(Dataset items)
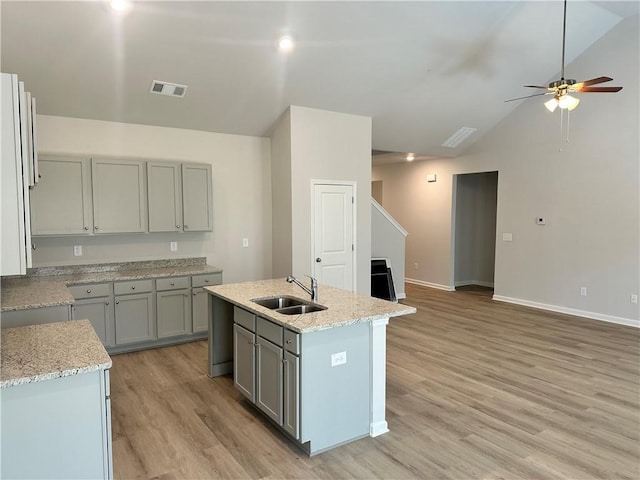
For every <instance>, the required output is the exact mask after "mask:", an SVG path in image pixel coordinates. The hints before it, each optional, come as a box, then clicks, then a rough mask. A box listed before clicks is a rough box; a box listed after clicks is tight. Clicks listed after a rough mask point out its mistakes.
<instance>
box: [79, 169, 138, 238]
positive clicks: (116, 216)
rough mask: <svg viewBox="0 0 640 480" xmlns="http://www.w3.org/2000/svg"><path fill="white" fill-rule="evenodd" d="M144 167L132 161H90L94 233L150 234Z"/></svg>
mask: <svg viewBox="0 0 640 480" xmlns="http://www.w3.org/2000/svg"><path fill="white" fill-rule="evenodd" d="M145 177H146V175H145V165H144V162H141V161H132V160H102V159H95V158H94V159H92V160H91V181H92V186H93V230H94V233H139V232H145V231H146V230H147V208H146V204H147V195H146V190H145Z"/></svg>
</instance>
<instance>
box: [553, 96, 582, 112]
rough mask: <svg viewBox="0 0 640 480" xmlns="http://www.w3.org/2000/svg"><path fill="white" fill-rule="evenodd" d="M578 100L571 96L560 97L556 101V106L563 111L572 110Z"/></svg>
mask: <svg viewBox="0 0 640 480" xmlns="http://www.w3.org/2000/svg"><path fill="white" fill-rule="evenodd" d="M579 103H580V100H578V99H577V98H575V97H572V96H571V95H562V96H561V97H560V99H559V100H558V106H559V107H560V108H563V109H567V110H569V111H571V110H573V109H574V108H576V107H577V106H578V104H579Z"/></svg>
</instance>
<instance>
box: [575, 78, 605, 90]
mask: <svg viewBox="0 0 640 480" xmlns="http://www.w3.org/2000/svg"><path fill="white" fill-rule="evenodd" d="M611 80H613V78H611V77H598V78H592V79H591V80H585V81H584V82H578V83H576V84H575V85H573V88H574V89H575V90H580V89H581V88H582V87H588V86H589V85H596V84H597V83H604V82H610V81H611Z"/></svg>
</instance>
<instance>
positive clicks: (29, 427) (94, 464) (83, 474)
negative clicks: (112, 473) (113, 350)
mask: <svg viewBox="0 0 640 480" xmlns="http://www.w3.org/2000/svg"><path fill="white" fill-rule="evenodd" d="M1 356H2V366H1V377H2V378H1V381H0V387H1V388H2V395H1V400H0V409H1V423H0V436H1V437H2V449H1V470H0V477H2V478H112V476H113V474H112V472H113V469H112V453H111V413H110V411H111V410H110V398H109V369H110V368H111V358H110V357H109V355H107V352H106V351H105V349H104V347H103V346H102V343H101V342H100V339H99V338H98V336H97V335H96V333H95V331H94V330H93V328H92V326H91V323H89V321H88V320H77V321H66V322H60V323H48V324H44V325H30V326H26V327H18V328H6V329H3V330H2V353H1Z"/></svg>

What is expected: Each line of the data above should be reproduced without alteration, and no picture should appear in the copy.

Written response:
For every <instance>, the required output is the exact mask after "mask:", an SVG path in image pixel coordinates. The hints before it, each optional, come as a box, then clicks, then a rough mask. A box listed before clicks is a rough box; a box listed after clicks is tight. Clicks listed after a rough mask point out its mistakes.
<instance>
box: [79, 169, 138, 238]
positive clicks: (116, 216)
rough mask: <svg viewBox="0 0 640 480" xmlns="http://www.w3.org/2000/svg"><path fill="white" fill-rule="evenodd" d="M144 167L132 161H90L94 233L150 234Z"/></svg>
mask: <svg viewBox="0 0 640 480" xmlns="http://www.w3.org/2000/svg"><path fill="white" fill-rule="evenodd" d="M145 177H146V175H145V165H144V162H141V161H132V160H102V159H95V158H94V159H92V160H91V181H92V186H93V230H94V233H139V232H145V231H146V230H147V208H146V204H147V195H146V190H145Z"/></svg>
</instance>
<instance>
box: [553, 96, 582, 112]
rough mask: <svg viewBox="0 0 640 480" xmlns="http://www.w3.org/2000/svg"><path fill="white" fill-rule="evenodd" d="M578 100L571 96L560 97L556 101V106L563 111L572 110Z"/></svg>
mask: <svg viewBox="0 0 640 480" xmlns="http://www.w3.org/2000/svg"><path fill="white" fill-rule="evenodd" d="M579 103H580V100H578V99H577V98H575V97H572V96H571V95H562V96H561V97H560V99H559V100H558V106H559V107H560V108H563V109H567V110H569V111H571V110H573V109H574V108H576V107H577V106H578V104H579Z"/></svg>
</instance>
<instance>
box: [575, 78, 605, 90]
mask: <svg viewBox="0 0 640 480" xmlns="http://www.w3.org/2000/svg"><path fill="white" fill-rule="evenodd" d="M611 80H613V78H611V77H598V78H592V79H591V80H585V81H584V82H578V83H576V84H575V85H573V88H574V89H575V90H580V89H581V88H582V87H588V86H589V85H596V84H597V83H604V82H610V81H611Z"/></svg>
</instance>
<instance>
positive clicks: (29, 427) (94, 464) (83, 474)
negative clicks: (112, 473) (113, 350)
mask: <svg viewBox="0 0 640 480" xmlns="http://www.w3.org/2000/svg"><path fill="white" fill-rule="evenodd" d="M1 356H2V366H1V377H2V378H1V381H0V387H1V388H2V395H1V400H0V409H1V423H0V436H1V437H2V449H1V470H0V477H2V478H112V476H113V474H112V472H113V469H112V453H111V413H110V411H111V410H110V398H109V369H110V368H111V358H110V357H109V355H107V352H106V351H105V349H104V347H103V346H102V343H101V342H100V339H99V338H98V336H97V335H96V333H95V331H94V330H93V328H92V326H91V323H89V321H88V320H77V321H66V322H60V323H48V324H44V325H30V326H26V327H18V328H6V329H3V330H2V353H1Z"/></svg>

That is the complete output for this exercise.